## Begin ENTRIES SHOWN

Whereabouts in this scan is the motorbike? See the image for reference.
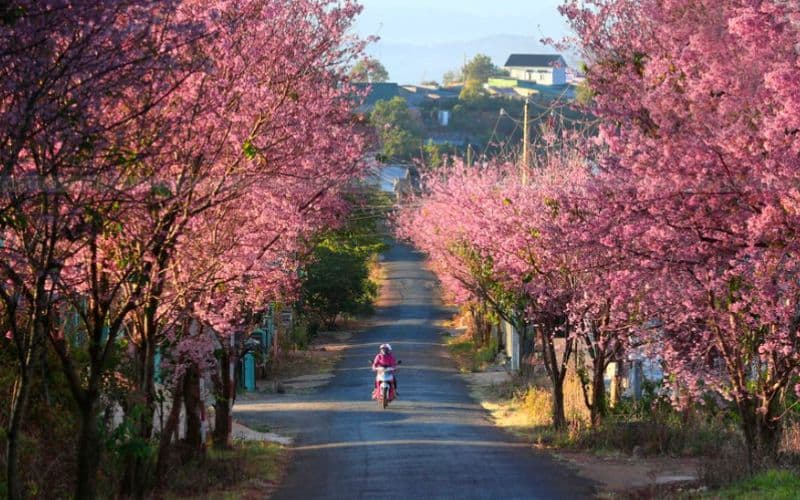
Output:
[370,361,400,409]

## End ENTRIES SHOWN
## Begin ENTRIES SHOWN

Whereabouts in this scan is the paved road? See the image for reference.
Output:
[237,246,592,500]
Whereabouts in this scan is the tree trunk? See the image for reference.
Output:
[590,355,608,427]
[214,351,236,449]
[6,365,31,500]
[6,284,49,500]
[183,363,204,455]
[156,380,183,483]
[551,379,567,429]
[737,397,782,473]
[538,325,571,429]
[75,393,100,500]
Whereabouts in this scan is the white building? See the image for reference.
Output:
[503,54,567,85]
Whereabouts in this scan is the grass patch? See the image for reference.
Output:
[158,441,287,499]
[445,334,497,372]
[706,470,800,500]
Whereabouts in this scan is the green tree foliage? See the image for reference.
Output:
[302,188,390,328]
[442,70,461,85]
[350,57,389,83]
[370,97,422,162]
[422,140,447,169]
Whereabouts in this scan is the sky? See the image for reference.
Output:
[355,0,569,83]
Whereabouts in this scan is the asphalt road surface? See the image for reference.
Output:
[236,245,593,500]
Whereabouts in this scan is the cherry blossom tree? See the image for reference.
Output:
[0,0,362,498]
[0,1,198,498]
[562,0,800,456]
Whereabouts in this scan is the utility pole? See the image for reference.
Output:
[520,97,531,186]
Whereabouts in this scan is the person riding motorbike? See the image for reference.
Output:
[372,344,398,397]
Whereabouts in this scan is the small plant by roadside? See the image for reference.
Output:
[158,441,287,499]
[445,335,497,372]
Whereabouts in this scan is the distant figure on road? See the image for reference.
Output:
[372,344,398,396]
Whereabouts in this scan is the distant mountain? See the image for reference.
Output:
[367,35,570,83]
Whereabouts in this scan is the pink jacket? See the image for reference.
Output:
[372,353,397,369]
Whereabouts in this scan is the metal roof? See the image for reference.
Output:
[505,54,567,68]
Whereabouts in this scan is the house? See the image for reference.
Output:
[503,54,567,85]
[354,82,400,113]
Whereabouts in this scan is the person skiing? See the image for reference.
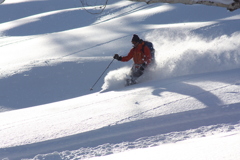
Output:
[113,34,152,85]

## End ENTRIES SHOWN

REQUIREMENT
Could you write out the stretch of data from the line containing "Whereabouts in this scan is the motorbike?" through the line containing "[370,361,400,409]" again, replacing "motorbike" with "scooter" and leaving everything else unchanged? Leave the picture out of your answer.

WRITTEN REPLY
Whereabouts in this scan is the scooter? See the image for reference.
Output:
[370,361,400,409]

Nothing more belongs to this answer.